◆ Passage
--- BEGIN ---
The image seems peculiar, especially to the group of tourists who have gathered to watch, no doubt wondering who these stunning giants are and what they are doing here. Back home, others wonder what such a seemingly extravagant trans-Atlantic jaunt has to do with improving the men’s basketball program and with improving the odds that this will be the year UMass hoop returns to its mid-’90s, Calipari-fueled glory.
For new head coach Steve Lappas, the objective of the trip was clear: for players to get a head start on practice and team-building before the official season-opener on November 16. There were the added benefits of exposing student-athletes to another culture – his culture; of seeing how they played against an entirely new type of opponent; and of making it to the beach for a little rest and relaxation when a generally hectic itinerary allowed.
LAPPAS, WHO LED VILLANOVA UNIVERSITY to two Big East titles and a National Invitational Tournament championship during his nine-year tenure there, was introduced as the 19th head coach of the UMass Minutemen on March 26, shortly after the exit of James “Bruiser” Flint. Expectations are high for the 47-year-old New York native. The Minutemen haven’t been to an NCAA tournament in three years; last year they didn’t even make it to postseason. Lappas says he shares the passionately held goal of UMass fans to be NCAA finalists again, and soon. Is it possible to make such a quick and complete turn-around?
Well, as Lappas enthusiastically points out, the Atlantic 10 conference welcomes eight new coaches this season, and he’s the only one getting to work with his team before the regular season. NCAA rules allow teams to make international trips once every four years, and to play unofficial games while abroad. The same rules allow a limited amount of pre-trip practice. Lappas took the opportunity to put the Minutemen through eight days of double-session drills, and to coach them in four games against aggressive Greek teams in Athens.
The Minutemen won only one of those four games, but that wasn’t the important thing, says Lappas. The important thing was the chance to see them in competition for the first time, and to introduce his “motion offense” strategy. The strategy – with fewer set plays and more rapid movement of both players and ball – depends on player cohesiveness, says the coach. So in the long run, some of the most important parts of the trip may have happened off court.
“I was very impressed with the way they played,” Lappas would say as the trip came to a close. “And we’re not even a 20th of where we will be in December.”
AFTER POSING FOR PHOTOS IN front of the temple at Sounion, the team listens attentively for a few minutes as a Greek tour guide tries to describe how the temple complex once appeared. Then they disperse to explore the ruins.
Senior guard Shannon Crooks jumps over a rope, climbs atop a high marble stair and thrusts out his arms as teammates laugh and cameras flash. Other players gather near the edge of the promontory to glance down at the cliff and sea below. President Bulger, a famously devoted amateur classicist who’s flown in for a few days from a London conference with university trustee Ned Dubilo ’71, chats with Lappas about the ancient Greek leader Themistocles.
--- END ---
◆ Set exercise 1
According to the passage on the UMass basketball trip, why might some of the most important parts of the trip have happened off the court?

◆ Given entries
--- BEGIN ---
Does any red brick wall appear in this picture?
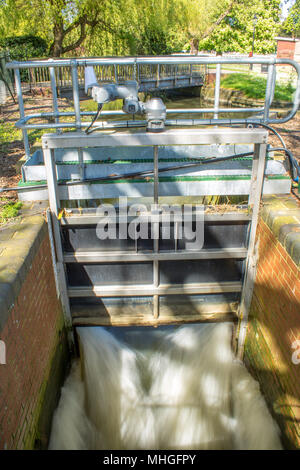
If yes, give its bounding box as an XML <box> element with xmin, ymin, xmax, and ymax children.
<box><xmin>277</xmin><ymin>40</ymin><xmax>295</xmax><ymax>60</ymax></box>
<box><xmin>245</xmin><ymin>219</ymin><xmax>300</xmax><ymax>448</ymax></box>
<box><xmin>0</xmin><ymin>233</ymin><xmax>68</xmax><ymax>449</ymax></box>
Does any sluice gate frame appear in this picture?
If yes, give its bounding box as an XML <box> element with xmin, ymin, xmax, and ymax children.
<box><xmin>8</xmin><ymin>56</ymin><xmax>300</xmax><ymax>356</ymax></box>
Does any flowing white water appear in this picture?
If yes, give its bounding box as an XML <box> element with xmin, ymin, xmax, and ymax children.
<box><xmin>49</xmin><ymin>323</ymin><xmax>281</xmax><ymax>449</ymax></box>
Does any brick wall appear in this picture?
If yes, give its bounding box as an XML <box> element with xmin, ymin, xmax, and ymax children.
<box><xmin>0</xmin><ymin>205</ymin><xmax>68</xmax><ymax>449</ymax></box>
<box><xmin>245</xmin><ymin>197</ymin><xmax>300</xmax><ymax>449</ymax></box>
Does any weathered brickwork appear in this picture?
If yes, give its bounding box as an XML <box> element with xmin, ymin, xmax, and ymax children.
<box><xmin>0</xmin><ymin>207</ymin><xmax>68</xmax><ymax>449</ymax></box>
<box><xmin>245</xmin><ymin>198</ymin><xmax>300</xmax><ymax>448</ymax></box>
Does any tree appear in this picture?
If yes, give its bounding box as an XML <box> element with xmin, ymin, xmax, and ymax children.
<box><xmin>185</xmin><ymin>0</ymin><xmax>239</xmax><ymax>54</ymax></box>
<box><xmin>200</xmin><ymin>0</ymin><xmax>281</xmax><ymax>54</ymax></box>
<box><xmin>282</xmin><ymin>0</ymin><xmax>300</xmax><ymax>38</ymax></box>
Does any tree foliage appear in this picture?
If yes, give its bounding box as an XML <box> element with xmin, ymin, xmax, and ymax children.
<box><xmin>282</xmin><ymin>0</ymin><xmax>300</xmax><ymax>38</ymax></box>
<box><xmin>200</xmin><ymin>0</ymin><xmax>280</xmax><ymax>54</ymax></box>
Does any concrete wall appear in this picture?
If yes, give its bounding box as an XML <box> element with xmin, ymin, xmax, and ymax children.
<box><xmin>0</xmin><ymin>204</ymin><xmax>69</xmax><ymax>449</ymax></box>
<box><xmin>245</xmin><ymin>197</ymin><xmax>300</xmax><ymax>449</ymax></box>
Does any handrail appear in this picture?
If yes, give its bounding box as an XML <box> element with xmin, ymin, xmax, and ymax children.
<box><xmin>6</xmin><ymin>55</ymin><xmax>300</xmax><ymax>158</ymax></box>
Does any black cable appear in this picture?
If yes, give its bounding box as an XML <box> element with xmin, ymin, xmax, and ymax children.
<box><xmin>247</xmin><ymin>121</ymin><xmax>286</xmax><ymax>149</ymax></box>
<box><xmin>84</xmin><ymin>103</ymin><xmax>103</xmax><ymax>134</ymax></box>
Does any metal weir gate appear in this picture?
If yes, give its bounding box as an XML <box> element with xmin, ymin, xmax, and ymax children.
<box><xmin>43</xmin><ymin>125</ymin><xmax>267</xmax><ymax>356</ymax></box>
<box><xmin>9</xmin><ymin>57</ymin><xmax>300</xmax><ymax>354</ymax></box>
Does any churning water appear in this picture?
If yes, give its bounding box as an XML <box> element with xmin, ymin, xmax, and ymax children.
<box><xmin>49</xmin><ymin>323</ymin><xmax>281</xmax><ymax>450</ymax></box>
--- END ---
◆ Set exercise 2
Report each line in the records that contains the word "picture".

◆ Exercise solution 1
Lappas's "motion offense" uses fewer set plays and more rapid movement of both players and ball, and it depends on player cohesiveness. Building that cohesiveness off the court could therefore matter most in the long run.

◆ Exercise solution 2
Does any red brick wall appear in this picture?
Does any sluice gate frame appear in this picture?
Does any flowing white water appear in this picture?
Does any brick wall appear in this picture?
Does any weathered brickwork appear in this picture?
Does any tree appear in this picture?
Does any tree foliage appear in this picture?
Does any concrete wall appear in this picture?
Does any handrail appear in this picture?
Does any black cable appear in this picture?
Does any metal weir gate appear in this picture?
Does any churning water appear in this picture?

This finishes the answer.